PROBLEM STATEMENT >>
For this task, copy all of the data below exactly and skip the pictures.

RECORD SET >>
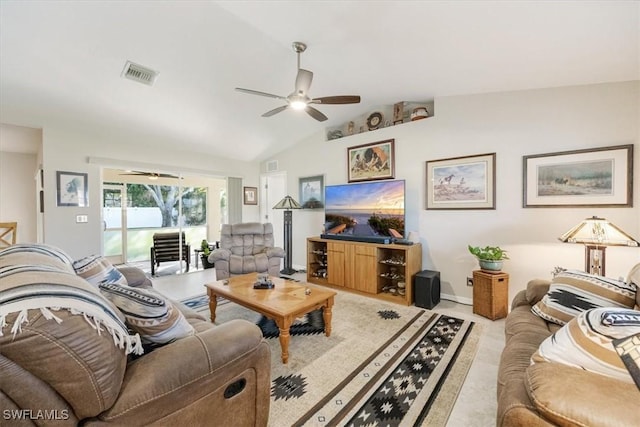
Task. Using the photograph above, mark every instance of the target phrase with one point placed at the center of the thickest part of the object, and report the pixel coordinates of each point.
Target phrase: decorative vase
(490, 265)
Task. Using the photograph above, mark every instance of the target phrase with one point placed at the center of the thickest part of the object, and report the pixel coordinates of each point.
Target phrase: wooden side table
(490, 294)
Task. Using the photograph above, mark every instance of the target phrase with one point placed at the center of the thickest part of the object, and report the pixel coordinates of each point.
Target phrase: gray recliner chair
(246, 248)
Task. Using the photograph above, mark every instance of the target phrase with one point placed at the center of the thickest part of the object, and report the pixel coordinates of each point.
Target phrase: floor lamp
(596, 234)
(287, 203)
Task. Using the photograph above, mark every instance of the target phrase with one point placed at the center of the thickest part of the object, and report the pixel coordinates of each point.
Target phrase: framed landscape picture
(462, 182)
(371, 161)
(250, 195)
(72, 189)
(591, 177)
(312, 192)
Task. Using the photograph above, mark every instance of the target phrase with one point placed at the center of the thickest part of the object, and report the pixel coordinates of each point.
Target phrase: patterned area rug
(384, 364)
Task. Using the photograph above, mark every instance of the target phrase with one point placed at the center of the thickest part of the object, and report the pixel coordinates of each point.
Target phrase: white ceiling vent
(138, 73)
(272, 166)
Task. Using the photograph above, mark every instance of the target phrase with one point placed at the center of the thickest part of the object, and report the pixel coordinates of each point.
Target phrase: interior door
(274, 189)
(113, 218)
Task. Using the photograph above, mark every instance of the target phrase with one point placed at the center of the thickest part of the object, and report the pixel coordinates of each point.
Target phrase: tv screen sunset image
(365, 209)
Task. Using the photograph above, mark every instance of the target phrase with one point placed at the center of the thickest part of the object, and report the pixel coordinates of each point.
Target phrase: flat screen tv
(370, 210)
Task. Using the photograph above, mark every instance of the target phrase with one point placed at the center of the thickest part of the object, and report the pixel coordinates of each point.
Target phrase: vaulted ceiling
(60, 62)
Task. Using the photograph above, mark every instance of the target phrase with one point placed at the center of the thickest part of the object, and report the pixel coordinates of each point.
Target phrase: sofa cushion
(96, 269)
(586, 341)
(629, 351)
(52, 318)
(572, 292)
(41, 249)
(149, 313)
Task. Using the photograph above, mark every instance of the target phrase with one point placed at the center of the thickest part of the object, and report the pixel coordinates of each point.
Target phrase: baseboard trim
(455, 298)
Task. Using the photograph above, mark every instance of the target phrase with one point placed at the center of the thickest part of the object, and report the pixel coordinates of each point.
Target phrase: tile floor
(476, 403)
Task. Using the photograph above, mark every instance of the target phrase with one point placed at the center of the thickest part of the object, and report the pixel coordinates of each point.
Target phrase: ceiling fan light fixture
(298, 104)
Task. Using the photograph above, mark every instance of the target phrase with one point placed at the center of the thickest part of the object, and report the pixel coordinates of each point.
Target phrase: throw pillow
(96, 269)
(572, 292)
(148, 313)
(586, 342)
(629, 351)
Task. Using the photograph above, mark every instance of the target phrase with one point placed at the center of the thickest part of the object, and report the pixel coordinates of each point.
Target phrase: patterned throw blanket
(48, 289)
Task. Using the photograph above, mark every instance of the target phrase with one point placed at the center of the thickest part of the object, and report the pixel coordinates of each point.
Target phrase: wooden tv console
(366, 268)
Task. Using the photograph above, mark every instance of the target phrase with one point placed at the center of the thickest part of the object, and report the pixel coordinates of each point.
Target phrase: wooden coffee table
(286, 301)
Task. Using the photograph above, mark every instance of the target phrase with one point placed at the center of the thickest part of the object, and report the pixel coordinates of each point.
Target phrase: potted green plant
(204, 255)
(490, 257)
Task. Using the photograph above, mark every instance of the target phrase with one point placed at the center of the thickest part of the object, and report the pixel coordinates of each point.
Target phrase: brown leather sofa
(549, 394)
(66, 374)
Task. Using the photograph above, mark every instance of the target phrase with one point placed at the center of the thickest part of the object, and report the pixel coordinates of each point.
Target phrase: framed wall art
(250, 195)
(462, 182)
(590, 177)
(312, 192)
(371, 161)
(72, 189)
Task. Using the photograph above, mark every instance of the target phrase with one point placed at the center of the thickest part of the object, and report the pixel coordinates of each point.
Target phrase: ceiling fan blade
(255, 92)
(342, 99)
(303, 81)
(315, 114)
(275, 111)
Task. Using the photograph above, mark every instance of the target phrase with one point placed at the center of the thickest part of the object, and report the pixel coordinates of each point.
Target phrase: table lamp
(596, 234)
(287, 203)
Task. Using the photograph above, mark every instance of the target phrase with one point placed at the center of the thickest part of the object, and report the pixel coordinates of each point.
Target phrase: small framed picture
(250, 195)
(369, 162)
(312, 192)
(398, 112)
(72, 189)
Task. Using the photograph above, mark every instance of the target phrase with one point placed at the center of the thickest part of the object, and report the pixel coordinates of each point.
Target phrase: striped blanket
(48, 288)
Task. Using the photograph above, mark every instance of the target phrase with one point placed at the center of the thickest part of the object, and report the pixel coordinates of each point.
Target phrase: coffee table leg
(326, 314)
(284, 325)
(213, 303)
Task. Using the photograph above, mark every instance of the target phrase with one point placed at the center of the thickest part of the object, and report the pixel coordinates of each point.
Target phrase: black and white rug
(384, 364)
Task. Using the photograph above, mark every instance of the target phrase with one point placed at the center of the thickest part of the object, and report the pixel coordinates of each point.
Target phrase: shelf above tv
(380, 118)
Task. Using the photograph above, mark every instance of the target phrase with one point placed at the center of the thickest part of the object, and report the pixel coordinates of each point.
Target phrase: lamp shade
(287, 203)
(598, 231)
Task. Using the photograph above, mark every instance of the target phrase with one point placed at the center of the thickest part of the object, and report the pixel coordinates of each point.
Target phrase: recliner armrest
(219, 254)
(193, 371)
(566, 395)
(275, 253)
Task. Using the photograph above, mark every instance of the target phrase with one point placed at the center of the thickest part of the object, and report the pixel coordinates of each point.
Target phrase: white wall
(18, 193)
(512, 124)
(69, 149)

WRITTEN RESPONSE >>
Task. Using the photograph above, mark every instance of the target phrase with one point placed at the center of the thickest part of the object, and report the pixel coordinates of each point.
Target phrase: decorative vase
(490, 265)
Task. Using the photograph above, mark every instance of the target phrase with one point placed at the center of the thickest part of the object, and report the pixel coordinates of each point.
Target phrase: wooden side table
(490, 294)
Task. Using the photograph above, mark every instance of the target phrase with one point placed at the center of the thickest part of the object, and report the pixel coordinates of each point.
Target phrase: gray recliner chair
(246, 248)
Task. Using the photograph above, mark every instance of the target phrase with one point placed at the center of the thickest part of the object, and report the pixel coordinates of each point.
Target phrase: floor lamp
(596, 234)
(287, 203)
Task. Using the photograph above, mark every instance of the target phrase with one point placed at the center of the thickest part of the object, and report the pixel coordinates of each point.
Target phrase: framed landscape picture
(462, 182)
(371, 161)
(250, 195)
(72, 189)
(591, 177)
(312, 192)
Task. Using the photograph above, mark every instance of the target phrase with one point placed at the center of the thickest part of the object, and report the pixel coordinates of each point.
Target phrase: patterned area rug
(384, 364)
Task. Using the photograph above, mark every instance of the target phrase with one point placed at the center of the thickest part of the object, and report the pixel coordinates of each point.
Target phrase: white ceiling vent
(138, 73)
(272, 166)
Task. Using the photograph above, mark every instance of the target phrase with one point placed at the center of the thickest part of the object, and report the pixel coordinates of each point.
Target phrase: interior door
(274, 189)
(113, 218)
Task. Using the photograph above, mark every instance of the target phrase with one point placed at the center of the thickest part of the object, and report the pixel coordinates of each point.
Target phrase: tv screen sunset image
(365, 209)
Task. Using the photograph above, mark every instance of the target phrase with one point placed at the center of the thickest part of the object, and report the pixel coordinates of each point.
Target phrase: flat screen tv
(370, 210)
Task. Using the photograph above, mark every instance of the target phrase with one point placed at the center of the thickest part of the object, and report the pixel coordinates of each point.
Target phrase: vaulted ceiling
(60, 62)
Task. Using the photograph above, mark every instance of the target phrase with one point placed at the center of the thickest part of the object, and report the pixel coordinates of each point.
Target phrase: sofa cushion
(96, 269)
(586, 341)
(629, 351)
(52, 318)
(572, 292)
(41, 249)
(149, 313)
Task. Using the photograph above, mark every instance of the target phrase with one point placed at the center of the thickest part of the object, and report the pixel coordinates of each point.
Target phrase: baseboard trim
(455, 298)
Task. Using the photograph above, mark every instance of the target phrase with one point placed at the center of the thickest part of the object, and report the pixel coordinates of each point.
Target phrase: tile floor
(476, 403)
Task. Using the photograph above, mark every instance of the target phrase with one point placed at the center of the thickest part of the object, and report the pixel coordinates of each point.
Target phrase: ceiling fan light fixture
(298, 104)
Task. Using the photograph above, mark every instance of the target phrase with one point placed at the center of the thickest part of the object, and report the pixel coordinates of each point.
Target phrase: throw pillow
(96, 269)
(572, 292)
(148, 313)
(586, 342)
(629, 351)
Task. Using the photograph above, mark every instance of the target phrase with one point placed at the center of the thickest part of the object, and report the pixel coordinates of each point.
Target phrase: patterned throw blanket
(48, 289)
Task. Using the photograph above, mark every instance of the target phrase with one point placed at the center of the thickest part of the object, and report the pixel coordinates of each point.
Target phrase: wooden tv console
(366, 268)
Task. Using the photograph above, mark every instance of the target phrase with one point placed at the center of the thickest part of the object, and report the pixel coordinates of each point.
Target phrase: wooden coffee table
(286, 301)
Task. Using the photograph above, mark every instance of the target phrase with one point placed at the center of the thickest part of the object, and report the pixel coordinates of each point.
Target phrase: potted green plant
(204, 255)
(490, 257)
Task. Using the photograph above, mark every instance of the target phrase with one point placed at the center of the thickest part of the object, and report the pixel coordinates of each point.
Target phrase: brown leather sofa
(549, 394)
(66, 374)
Task. Using the photograph above, mark every instance of the target phrase with one point placed at the center of the thickest part of the object, and report the pixel coordinates of each point.
Target phrase: framed wall art
(250, 195)
(462, 182)
(590, 177)
(312, 192)
(371, 161)
(72, 189)
Task. Using the photograph above, mark every instance of the target phrase with one point placed at the center of the thickest part of the object, and report the pixel coordinates of each point.
Target phrase: ceiling fan blade
(255, 92)
(342, 99)
(303, 81)
(315, 114)
(275, 111)
Task. Using the photograph above, mark every instance of the target phrase with one point placed at the center of the thickest part of the object, and report the pixel coordinates of each point.
Target phrase: table lamp
(596, 234)
(287, 203)
Task. Using the photograph above, mark every instance of the target phrase with one point placed at the center of the thickest part of the object, and report the pixel coordinates of each point.
Target phrase: small framed picture
(250, 195)
(369, 162)
(312, 192)
(398, 112)
(72, 189)
Task. Using the photograph above, mark every instance of the target phrase with one point placed at the center of the thickest part of the object, and report the pixel coordinates of each point.
Target phrase: striped blanket
(48, 288)
Task. Using the photograph above, mark every instance of the target phrase with one point placed at the center of the thickest part of the object, and report the pixel coordinates of each point.
Target phrase: coffee table leg
(326, 314)
(284, 325)
(213, 303)
Task. Using the photograph above, mark every instance of the target phrase with one point placed at the center of the thickest part of the object, and report the pixel coordinates of each point.
Target phrase: black and white rug
(384, 364)
Task. Using the photograph above, mark every instance of the target phrase with one point placed at the center of the thickest part of the object, and report the pixel coordinates of each point.
Target phrase: shelf above tv
(380, 118)
Task. Using the photograph above, mark every instance of the target phrase with one point placed at the center of the thickest part of the object, and report the pixel coordinates of each point.
Target phrase: lamp shade
(287, 203)
(598, 231)
Task. Using the photograph above, mark every instance of the target phrase with one point placed at the center of the thickest part of the object, and report the pixel coordinates of each point.
Target phrase: recliner armrest
(219, 254)
(193, 371)
(566, 395)
(275, 253)
Task. Using the photograph above, mark every instance of the target phrase with one point placed at the center of the thickest part of the object, and report the pixel coordinates of each point.
Target phrase: white wall
(18, 193)
(512, 124)
(69, 149)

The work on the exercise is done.